Судя по тому, что сейчас происходит в мире, главной цели своей – изменить души людей и судьбы мира – Данте не достиг: созерцатель без действия, Колумб без Америки, Лютер без Реформации, Карл Маркс без революции, он и после смерти такой же, как при жизни, вечный изгнанник, нищий, одинокий, отверженный и презренный всеми человек вне закона, трижды приговоренный к смерти: «Многие... презирали не только меня самого, но и все, что я сделал и мог бы еще сделать»[14]. Это презрение, быть может, тяготеет на нем, в посмертной славе его, еще убийственнее, чем при жизни, в бесславии.
И все-таки слава Данте не тщетна: кто еще не совсем уверен, что весь религиозный путь человечества ложен и пагубен, – смутно чувствует, что здесь, около Данте, одно из тех святых мест, о которых сказано: «Сними обувь твою с ног твоих, ибо место, на котором ты стоишь, есть земля святая»[15]; смутно чувствует, что на этом месте зарыто такое сокровище, что если люди его найдут, то обогатятся нищие. Как бы Данте ни умирал для нас, что-то в нем будет живо, пока дух человеческий жив.
Если отступившее от Христа человечество идет по верному пути, Данте никогда не воскреснет; а если по неверному – то, кажется, день его воскресения сейчас ближе, чем когда-либо. В людях уже пробуждается чувство беспокойства; если еще смутное и слабое сейчас оно усилится, то люди поймут, что заблудились в том же «темном и диком лесу», в котором заблудился и Данте перед сошествием в ад:
Столь горек был тот лес, что смерть немногим горше[16].

# Выдержка из списка

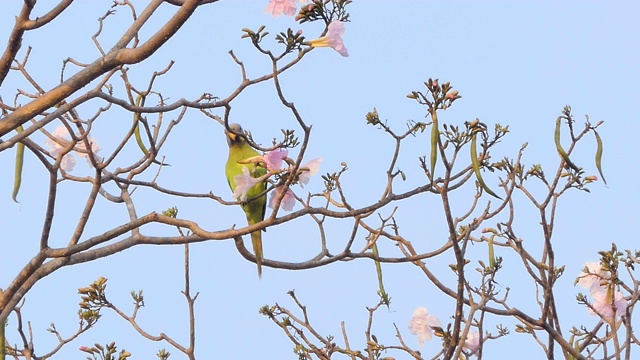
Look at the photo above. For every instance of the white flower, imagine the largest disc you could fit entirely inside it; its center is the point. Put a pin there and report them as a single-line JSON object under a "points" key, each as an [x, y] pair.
{"points": [[68, 162], [593, 278]]}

# Задания
(a) Воспроизведите без изменений ту часть отрывка о Данте, что открывается словами, содержащими "Если отступившее от", и завершается словами "смерть немногим горше[16].".
(b) Сколько раз, согласно отрывку о Данте, он был приговорен к смерти?

# Ответы к заданиям
(a)
Если отступившее от Христа человечество идет по верному пути, Данте никогда не воскреснет; а если по неверному – то, кажется, день его воскресения сейчас ближе, чем когда-либо. В людях уже пробуждается чувство беспокойства; если еще смутное и слабое сейчас оно усилится, то люди поймут, что заблудились в том же «темном и диком лесу», в котором заблудился и Данте перед сошествием в ад:
Столь горек был тот лес, что смерть немногим горше[16].

(b) Трижды.